# Task statement
Skip all pictures, then print the remaining material exactly.
───── Data in this exercise ─────
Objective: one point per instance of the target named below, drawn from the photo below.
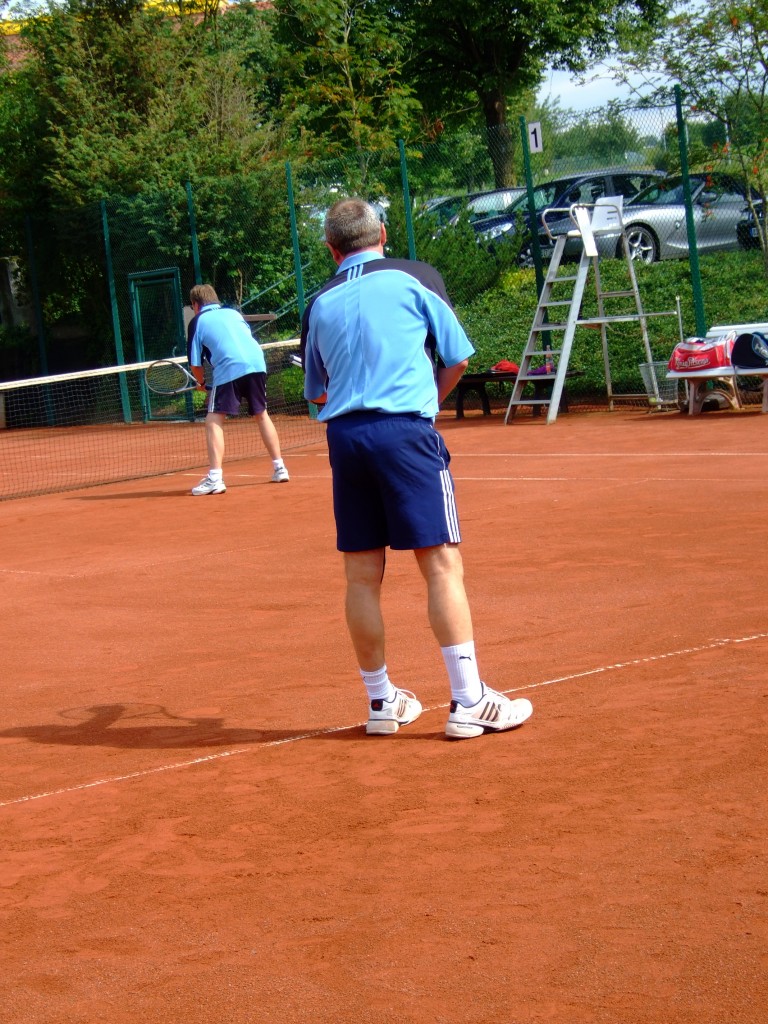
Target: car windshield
(669, 192)
(544, 196)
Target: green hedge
(734, 288)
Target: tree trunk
(500, 139)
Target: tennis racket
(167, 377)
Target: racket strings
(167, 377)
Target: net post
(124, 399)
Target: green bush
(734, 291)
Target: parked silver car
(445, 209)
(654, 219)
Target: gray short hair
(352, 224)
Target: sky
(574, 96)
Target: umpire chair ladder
(563, 294)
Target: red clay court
(197, 830)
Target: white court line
(346, 728)
(602, 455)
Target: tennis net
(76, 430)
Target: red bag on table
(702, 353)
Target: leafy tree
(341, 78)
(131, 98)
(477, 56)
(719, 54)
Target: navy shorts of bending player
(226, 398)
(391, 482)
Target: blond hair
(204, 295)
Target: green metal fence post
(194, 235)
(124, 399)
(695, 272)
(38, 306)
(295, 242)
(535, 247)
(407, 202)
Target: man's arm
(448, 378)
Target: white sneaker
(387, 716)
(209, 486)
(493, 713)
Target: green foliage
(123, 98)
(498, 322)
(341, 76)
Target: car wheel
(642, 244)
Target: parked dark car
(655, 224)
(479, 205)
(563, 193)
(747, 227)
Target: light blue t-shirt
(233, 350)
(371, 337)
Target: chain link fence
(258, 239)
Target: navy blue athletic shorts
(391, 482)
(226, 398)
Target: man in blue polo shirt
(382, 347)
(224, 338)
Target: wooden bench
(725, 381)
(477, 382)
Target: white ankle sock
(378, 684)
(462, 669)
─────
# Solution to this task
Objective: one point per instance of the target named below, drawn from the photo below.
Target: car windshield
(669, 192)
(544, 196)
Target: green hedge
(734, 288)
Target: tree trunk
(500, 139)
Target: tennis racket
(167, 377)
Target: racket strings
(167, 377)
Target: net post
(124, 399)
Target: green bush
(734, 291)
Target: parked silver car
(445, 209)
(654, 219)
Target: gray short hair
(352, 224)
Target: sky
(574, 96)
Target: umpire chair ladder
(563, 294)
Target: red clay court
(197, 830)
Target: white court line
(346, 728)
(602, 455)
Target: tennis net
(76, 430)
Target: red bag on table
(702, 353)
Target: leafy tree
(341, 78)
(131, 98)
(477, 56)
(719, 54)
Target: navy shorts of bending player
(226, 398)
(391, 482)
Target: blond hair
(204, 295)
Target: green metal fence post
(194, 235)
(124, 399)
(695, 272)
(38, 306)
(295, 242)
(535, 247)
(407, 202)
Target: man's arm
(448, 378)
Target: white sneaker
(387, 716)
(209, 486)
(493, 713)
Target: green foliage
(123, 98)
(498, 322)
(341, 76)
Target: car wheel
(642, 244)
Target: parked dark car
(655, 224)
(479, 205)
(563, 193)
(747, 227)
Target: light blue t-shirt
(233, 350)
(371, 337)
Target: chain link fence
(258, 239)
Target: navy blue athletic shorts
(391, 482)
(226, 398)
Target: man in blue polo shirt
(382, 347)
(224, 338)
Target: wooden bench
(725, 381)
(477, 382)
Target: white ankle sock
(378, 684)
(462, 669)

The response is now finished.